[Stored items]
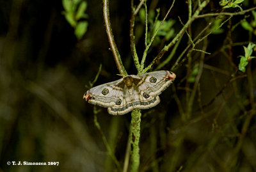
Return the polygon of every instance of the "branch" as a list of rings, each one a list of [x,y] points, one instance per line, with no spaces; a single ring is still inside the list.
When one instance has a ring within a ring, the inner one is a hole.
[[[124,67],[122,63],[120,55],[116,47],[116,43],[114,40],[114,36],[112,33],[111,24],[109,20],[109,11],[108,7],[108,0],[103,0],[103,19],[105,22],[106,32],[108,35],[108,42],[109,42],[115,61],[116,64],[116,67],[121,75],[127,75],[127,72]]]
[[[184,33],[186,30],[188,29],[189,26],[198,17],[199,13],[202,11],[202,10],[205,7],[205,6],[209,3],[209,0],[205,0],[203,3],[199,4],[198,8],[195,12],[194,15],[188,20],[188,22],[184,24],[182,29],[180,31],[180,32],[176,35],[176,36],[172,40],[172,41],[167,45],[165,45],[164,47],[161,50],[161,51],[158,54],[157,56],[151,62],[151,63],[145,68],[142,73],[145,73],[147,70],[148,70],[158,60],[159,60],[168,51],[170,48],[173,46],[173,45],[178,41],[180,37]]]
[[[135,66],[137,68],[137,70],[139,72],[140,69],[140,65],[139,62],[139,58],[138,57],[137,52],[135,47],[134,43],[134,21],[135,17],[139,12],[140,9],[141,8],[142,4],[143,4],[145,0],[142,0],[140,1],[140,4],[138,5],[137,8],[134,10],[134,7],[133,6],[133,3],[132,3],[131,10],[132,14],[130,20],[130,42],[131,42],[131,50],[132,52],[133,61],[134,61]]]
[[[195,19],[200,19],[200,18],[205,18],[206,17],[212,17],[212,16],[219,16],[219,15],[229,15],[229,16],[234,16],[234,15],[244,15],[246,13],[250,12],[252,10],[256,9],[256,6],[248,9],[246,10],[243,10],[241,12],[239,12],[237,13],[206,13],[199,15],[195,17]]]

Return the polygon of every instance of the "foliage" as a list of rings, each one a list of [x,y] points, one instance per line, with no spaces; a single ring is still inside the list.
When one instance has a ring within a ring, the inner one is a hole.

▶ **SET TASK**: Rewrite all of the data above with "polygon" replaced by "outline" everywhere it appears, keeping everything else the same and leaving out the pictures.

▶ **TASK OUTPUT**:
Return the outline of every instance of the "branch" as a list of rings, each one a list of [x,y] points, one instance per line, with no spaces; a single ring is still inside the list.
When one instance has a ring within a ring, the inner one is a hole.
[[[124,67],[122,63],[120,55],[116,47],[116,43],[114,40],[114,36],[112,33],[111,24],[109,20],[109,11],[108,7],[108,0],[103,0],[103,19],[105,22],[106,32],[108,35],[108,42],[109,42],[115,61],[116,64],[116,67],[121,75],[127,75],[127,72]]]
[[[184,33],[186,30],[188,29],[189,26],[198,17],[199,13],[202,11],[202,10],[205,7],[205,6],[209,3],[209,0],[205,0],[203,3],[199,4],[198,8],[195,12],[194,15],[188,20],[188,22],[184,24],[182,29],[180,31],[180,32],[176,35],[176,36],[172,40],[172,41],[167,45],[165,45],[164,47],[161,50],[161,51],[158,54],[157,56],[151,62],[151,63],[145,68],[142,73],[145,73],[147,70],[148,70],[158,60],[159,60],[168,51],[170,48],[173,46],[173,45],[178,41],[180,37]]]
[[[135,66],[137,68],[137,70],[139,72],[140,69],[140,65],[139,62],[139,58],[138,57],[137,52],[135,47],[134,43],[134,21],[135,17],[139,12],[140,9],[141,8],[142,4],[143,4],[145,0],[142,0],[140,1],[140,4],[138,5],[137,8],[134,10],[134,7],[133,6],[133,3],[132,3],[131,10],[132,14],[130,20],[130,42],[131,42],[131,50],[132,52],[133,61],[134,61]]]
[[[195,19],[200,19],[200,18],[205,18],[206,17],[212,17],[212,16],[219,16],[219,15],[229,15],[229,16],[234,16],[234,15],[244,15],[246,13],[250,12],[252,10],[256,9],[256,6],[248,9],[246,10],[243,10],[241,12],[239,12],[237,13],[206,13],[199,15],[195,17]]]

Return the outline of every instance of the "foliage" as a list of rings, each one a list of [x,y] points, one instance per line, with no spaces; a single ring is still inside the list.
When one instance has a ring within a ring, the inner one is a hole.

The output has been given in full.